EXERCISE OBJECTIVE: From the first record to the last, write out each one exactly.

*-*-*

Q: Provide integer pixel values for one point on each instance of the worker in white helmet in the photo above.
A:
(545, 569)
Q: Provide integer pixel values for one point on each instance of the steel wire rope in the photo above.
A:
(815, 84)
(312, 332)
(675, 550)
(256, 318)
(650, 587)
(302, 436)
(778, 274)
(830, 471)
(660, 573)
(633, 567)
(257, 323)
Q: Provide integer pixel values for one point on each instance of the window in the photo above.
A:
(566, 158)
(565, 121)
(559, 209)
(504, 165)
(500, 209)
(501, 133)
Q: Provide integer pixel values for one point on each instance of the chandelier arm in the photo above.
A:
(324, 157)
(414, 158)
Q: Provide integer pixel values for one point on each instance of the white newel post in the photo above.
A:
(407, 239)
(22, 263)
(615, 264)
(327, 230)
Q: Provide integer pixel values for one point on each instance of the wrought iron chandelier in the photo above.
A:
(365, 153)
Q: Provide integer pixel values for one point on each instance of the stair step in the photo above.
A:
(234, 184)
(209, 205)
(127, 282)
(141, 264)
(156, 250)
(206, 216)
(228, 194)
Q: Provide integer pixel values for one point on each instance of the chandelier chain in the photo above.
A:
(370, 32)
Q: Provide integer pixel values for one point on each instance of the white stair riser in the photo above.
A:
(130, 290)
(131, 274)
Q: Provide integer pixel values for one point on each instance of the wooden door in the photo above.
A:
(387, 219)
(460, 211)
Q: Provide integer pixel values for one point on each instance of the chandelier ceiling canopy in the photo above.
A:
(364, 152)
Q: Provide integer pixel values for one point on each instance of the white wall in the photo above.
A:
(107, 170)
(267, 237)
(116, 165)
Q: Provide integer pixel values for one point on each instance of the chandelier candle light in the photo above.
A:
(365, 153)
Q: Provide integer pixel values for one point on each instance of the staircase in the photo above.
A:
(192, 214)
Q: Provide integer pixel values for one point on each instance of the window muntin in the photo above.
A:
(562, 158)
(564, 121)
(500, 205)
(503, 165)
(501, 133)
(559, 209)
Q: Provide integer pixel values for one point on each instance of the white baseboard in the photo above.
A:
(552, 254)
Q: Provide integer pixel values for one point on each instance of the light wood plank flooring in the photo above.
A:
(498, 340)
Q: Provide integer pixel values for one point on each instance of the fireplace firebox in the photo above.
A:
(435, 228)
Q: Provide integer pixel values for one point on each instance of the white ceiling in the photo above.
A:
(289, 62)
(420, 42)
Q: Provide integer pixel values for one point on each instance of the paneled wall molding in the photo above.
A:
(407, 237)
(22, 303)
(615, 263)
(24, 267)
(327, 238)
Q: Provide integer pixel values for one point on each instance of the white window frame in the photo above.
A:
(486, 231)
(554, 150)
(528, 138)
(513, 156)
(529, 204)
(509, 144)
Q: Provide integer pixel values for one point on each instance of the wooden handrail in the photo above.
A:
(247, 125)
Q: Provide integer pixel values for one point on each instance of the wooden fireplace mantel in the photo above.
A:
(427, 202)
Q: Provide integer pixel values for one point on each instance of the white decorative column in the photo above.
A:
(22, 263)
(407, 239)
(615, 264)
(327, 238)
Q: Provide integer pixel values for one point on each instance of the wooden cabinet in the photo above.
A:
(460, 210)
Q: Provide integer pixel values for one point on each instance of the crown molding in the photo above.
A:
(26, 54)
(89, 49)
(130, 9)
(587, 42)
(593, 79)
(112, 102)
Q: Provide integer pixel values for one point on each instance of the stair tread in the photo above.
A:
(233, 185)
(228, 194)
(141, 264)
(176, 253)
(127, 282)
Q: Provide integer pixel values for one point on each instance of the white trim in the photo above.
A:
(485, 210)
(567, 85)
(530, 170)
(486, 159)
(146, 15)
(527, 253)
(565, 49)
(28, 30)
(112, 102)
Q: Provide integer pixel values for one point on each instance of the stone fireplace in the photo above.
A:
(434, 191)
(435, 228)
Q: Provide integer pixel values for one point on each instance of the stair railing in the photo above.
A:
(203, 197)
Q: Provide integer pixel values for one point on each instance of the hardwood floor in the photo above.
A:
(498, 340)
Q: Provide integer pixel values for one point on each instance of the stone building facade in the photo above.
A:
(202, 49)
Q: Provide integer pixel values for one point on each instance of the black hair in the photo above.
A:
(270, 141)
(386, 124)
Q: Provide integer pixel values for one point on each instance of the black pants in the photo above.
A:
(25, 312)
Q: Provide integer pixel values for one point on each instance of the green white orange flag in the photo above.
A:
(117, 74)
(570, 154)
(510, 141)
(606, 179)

*-*-*

OUTPUT:
Q: Provide integer pixel values for one point on each instance of the worker in white helmet in the photo above.
A:
(545, 569)
Q: Provide integer pixel values for one point on each instance of the steel wire rope in the photo above.
A:
(815, 84)
(312, 332)
(675, 550)
(256, 318)
(650, 587)
(302, 436)
(778, 274)
(830, 471)
(660, 573)
(633, 567)
(257, 323)
Q: Provide integer pixel values for one point on each instance of the window in the photo above.
A:
(566, 158)
(565, 121)
(559, 209)
(504, 165)
(500, 209)
(501, 133)
Q: Provide integer pixel values for one point on each instance of the chandelier arm in the photo above.
A:
(324, 157)
(414, 158)
Q: Provide integer pixel values for one point on each instance of the white newel post in the photo above.
A:
(407, 239)
(22, 263)
(615, 264)
(327, 230)
Q: Provide integer pixel values for one point on each instance of the wrought iron chandelier in the photo above.
A:
(365, 153)
Q: Provide integer pixel values for one point on each instance of the stair step in the photo above.
A:
(234, 184)
(209, 205)
(127, 282)
(141, 264)
(156, 250)
(206, 216)
(228, 194)
Q: Provide integer pixel values for one point on each instance of the chandelier chain in the photo above.
A:
(370, 32)
Q: Provide integer pixel values for one point on each instance of the white stair riser in the photo above.
A:
(130, 290)
(131, 274)
Q: Provide integer pixel values for one point on each instance of the wooden door in the photo above.
A:
(387, 219)
(460, 211)
Q: Provide integer pixel values for one point on each instance of the chandelier ceiling canopy in the photo above.
A:
(364, 152)
Q: Provide integer pixel values for one point on each instance of the white wall in the photo above.
A:
(107, 170)
(267, 237)
(116, 165)
Q: Provide integer pixel values for one point on each instance of the chandelier candle light in the photo above.
A:
(365, 153)
Q: Provide integer pixel values for one point on each instance of the staircase in the photo above.
A:
(192, 214)
Q: Provide integer pixel values for one point on each instance of the window muntin in the photo above.
A:
(562, 158)
(564, 121)
(500, 205)
(503, 165)
(501, 133)
(559, 209)
Q: Provide integer pixel values for one point on each instance of the white baseboard in the photo above.
A:
(552, 254)
Q: Provide integer pixel values for one point on each instance of the light wood plank flooring in the photo above.
A:
(498, 340)
Q: Provide integer pixel values for one point on each instance of the fireplace firebox in the photo above.
A:
(435, 228)
Q: Provide integer pixel values for one point on each instance of the white ceiling in the photo above.
A:
(289, 62)
(420, 42)
Q: Provide integer pixel values for one point on each instance of the paneled wall molding in the photo above.
A:
(407, 237)
(22, 303)
(615, 263)
(24, 267)
(327, 238)
Q: Provide integer pixel values for one point on each instance of the white window frame in the photo above.
A:
(486, 231)
(554, 150)
(528, 138)
(513, 156)
(529, 204)
(509, 144)
Q: Provide integer pixel values for one point on each instance of the wooden handrail in the photo above.
A:
(247, 125)
Q: Provide integer pixel values for one point on each instance of the wooden fireplace mantel in the photo above.
A:
(427, 202)
Q: Provide integer pixel values for one point on each instance of the white decorative column in the photo above.
A:
(22, 263)
(407, 239)
(615, 264)
(327, 238)
Q: Provide integer pixel values for one point on each instance of the wooden cabinet in the photo above.
A:
(460, 210)
Q: Provide integer pixel values for one point on each instance of the crown molding in the photo above.
A:
(26, 54)
(89, 49)
(130, 9)
(587, 42)
(593, 79)
(112, 102)
Q: Provide integer pixel values for one point on each instance of the stair tread in the photo above.
A:
(233, 185)
(228, 194)
(141, 264)
(176, 253)
(127, 282)
Q: Provide integer pixel values for one point on each instance of the white trim in the photo above.
A:
(485, 210)
(567, 85)
(530, 170)
(486, 159)
(146, 15)
(527, 253)
(565, 49)
(28, 30)
(112, 102)
Q: Provide integer pixel values for one point on each instance of the stone fireplace in the photo above.
A:
(434, 191)
(435, 228)
Q: Provide integer pixel values for one point on each instance of the stair railing in the photo above.
A:
(203, 197)
Q: Provide integer pixel values for one point on each instance of the hardwood floor in the photo above.
A:
(498, 340)
Q: Provide integer pixel values for one point on each instance of the stone building facade in the photo above.
A:
(202, 49)
Q: Provide integer pixel values for one point on each instance of the black hair in the photo above.
A:
(270, 141)
(386, 124)
Q: Provide integer pixel values for one point on each instance of the black pants in the photo above.
A:
(25, 312)
Q: Provide integer pixel values for one point on each instance of the green white orange flag in the photo above.
A:
(117, 74)
(570, 154)
(510, 141)
(606, 179)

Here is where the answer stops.